- [TASK DESCRIPTION]:
Print each of the records below word for word, keeping them in the same order.
## START
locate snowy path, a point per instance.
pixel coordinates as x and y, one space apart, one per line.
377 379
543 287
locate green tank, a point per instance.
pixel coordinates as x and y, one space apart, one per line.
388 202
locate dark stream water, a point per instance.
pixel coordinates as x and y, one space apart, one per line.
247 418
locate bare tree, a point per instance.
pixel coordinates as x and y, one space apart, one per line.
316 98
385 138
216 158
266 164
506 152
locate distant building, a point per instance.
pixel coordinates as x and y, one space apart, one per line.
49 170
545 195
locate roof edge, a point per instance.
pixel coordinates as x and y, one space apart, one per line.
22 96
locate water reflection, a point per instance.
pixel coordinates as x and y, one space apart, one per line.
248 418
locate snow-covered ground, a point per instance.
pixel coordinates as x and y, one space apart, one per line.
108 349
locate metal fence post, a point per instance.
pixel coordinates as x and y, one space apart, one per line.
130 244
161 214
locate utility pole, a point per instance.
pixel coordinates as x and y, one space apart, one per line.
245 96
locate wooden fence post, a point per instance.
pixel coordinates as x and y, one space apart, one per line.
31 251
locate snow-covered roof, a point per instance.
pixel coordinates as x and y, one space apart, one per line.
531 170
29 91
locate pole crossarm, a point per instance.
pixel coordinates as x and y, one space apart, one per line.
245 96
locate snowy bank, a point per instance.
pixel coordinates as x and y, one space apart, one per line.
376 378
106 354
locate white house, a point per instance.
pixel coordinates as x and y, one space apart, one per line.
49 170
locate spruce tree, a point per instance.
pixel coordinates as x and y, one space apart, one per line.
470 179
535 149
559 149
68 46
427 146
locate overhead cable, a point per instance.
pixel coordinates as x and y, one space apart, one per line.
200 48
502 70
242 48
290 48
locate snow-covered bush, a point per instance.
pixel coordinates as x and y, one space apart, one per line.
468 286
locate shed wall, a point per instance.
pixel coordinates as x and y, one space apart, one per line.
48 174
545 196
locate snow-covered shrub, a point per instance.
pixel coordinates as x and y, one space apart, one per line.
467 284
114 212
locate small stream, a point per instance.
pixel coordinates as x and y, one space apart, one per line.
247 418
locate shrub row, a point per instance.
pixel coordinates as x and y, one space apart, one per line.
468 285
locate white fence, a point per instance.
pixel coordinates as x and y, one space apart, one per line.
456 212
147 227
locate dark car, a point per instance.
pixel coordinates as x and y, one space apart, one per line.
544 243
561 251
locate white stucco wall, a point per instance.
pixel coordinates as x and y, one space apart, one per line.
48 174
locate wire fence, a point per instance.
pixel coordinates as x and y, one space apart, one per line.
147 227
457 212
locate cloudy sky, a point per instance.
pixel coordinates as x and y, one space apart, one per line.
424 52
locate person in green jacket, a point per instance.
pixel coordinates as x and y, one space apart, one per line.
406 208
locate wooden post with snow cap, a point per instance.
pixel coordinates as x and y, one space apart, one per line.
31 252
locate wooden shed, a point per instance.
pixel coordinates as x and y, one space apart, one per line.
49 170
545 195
## END
- [EXERCISE RESULT]:
locate snowy path, a point per instance.
pixel coordinates as x and y, one space apart, one per line.
377 379
543 287
locate green tank, a point per instance.
pixel coordinates as x and y, one space apart, one per line.
388 202
locate dark stream water, a point per instance.
pixel coordinates as x and y, one space apart, one per line.
247 418
locate bare tree, a point per instance.
pixel coordinates as x and y, one space apart, one per line.
316 98
385 138
216 158
266 164
506 152
locate distant building, a point per instance.
pixel coordinates as x and y, one space apart, one per line.
49 170
545 195
locate roof edge, a point per instance.
pixel coordinates as x and y, one space apart, one per line.
22 96
locate water reflection, a point per instance.
pixel coordinates as x and y, one space apart, one per line.
248 418
locate snow-covered ground, a point per instance.
pixel coordinates as x and y, one space apart, one per line.
108 349
locate metal fence post, a point per instance.
pixel coordinates as x and y, one space apart, one per line.
130 244
161 214
locate utility pole, a point per instance.
pixel coordinates as x and y, one space apart, one per line.
245 96
locate wooden fence post, a point per instance.
pixel coordinates as x and y, one space apart, one per line.
31 251
locate snow-covered roof, a point per instance.
pixel coordinates as x and y, one space apart, one per line.
531 170
29 91
locate pole crossarm, a point per instance.
pixel coordinates as x and y, one space apart, one per line.
245 96
locate snowy bank, a point per instance.
pixel coordinates as x and y, one space apart, one per line.
376 378
106 354
locate white house, a point per instance.
pixel coordinates as x and y, one space apart, one per line.
49 170
locate spruce tree, a point per instance.
pixel coordinates as x and y, one space apart, one per line.
470 179
535 149
559 149
68 46
427 146
locate overhead cable, a point per instance.
pixel coordinates as x and y, one space apart, one per line.
200 48
502 70
242 48
290 48
locate snow-covered bush, a point per instance.
pixel coordinates as x and y, one space apart, one per line.
468 286
locate shed wall, a point per instance.
pixel coordinates as x and y, one space apart, one per line.
48 174
545 196
locate snow-covered shrub, a point per instance.
pixel coordinates as x and y, one space apart, one per line.
467 284
114 212
locate small stream, a point per instance.
pixel coordinates as x and y, one space apart, one per line.
247 418
locate shrub row, a point per instance.
pixel coordinates as x and y, one space apart, one per line.
468 285
locate white fence, a point per instance.
pixel coordinates as x and y, one space apart, one per line.
456 212
147 227
locate dark car, a point per instance.
pixel coordinates as x and y, one space apart, one per line.
544 243
561 251
locate white stucco wall, a point per instance.
pixel coordinates as x and y, one space apart, one per line.
48 174
locate wire fence, a point per instance.
pixel coordinates as x and y, one space apart, one per line.
147 227
457 212
locate cloudy sky, a point per instance.
pixel coordinates as x and y, one space apart, one per line.
424 52
locate person in green jacket, a point per instance.
pixel coordinates as x and y, one space apart, one per line.
406 208
locate wooden post with snow cap, a point per instance.
pixel coordinates as x and y, one space apart, one per line.
31 252
locate wooden shed, a point per instance.
pixel coordinates as x and y, one space apart, one per line.
49 170
545 195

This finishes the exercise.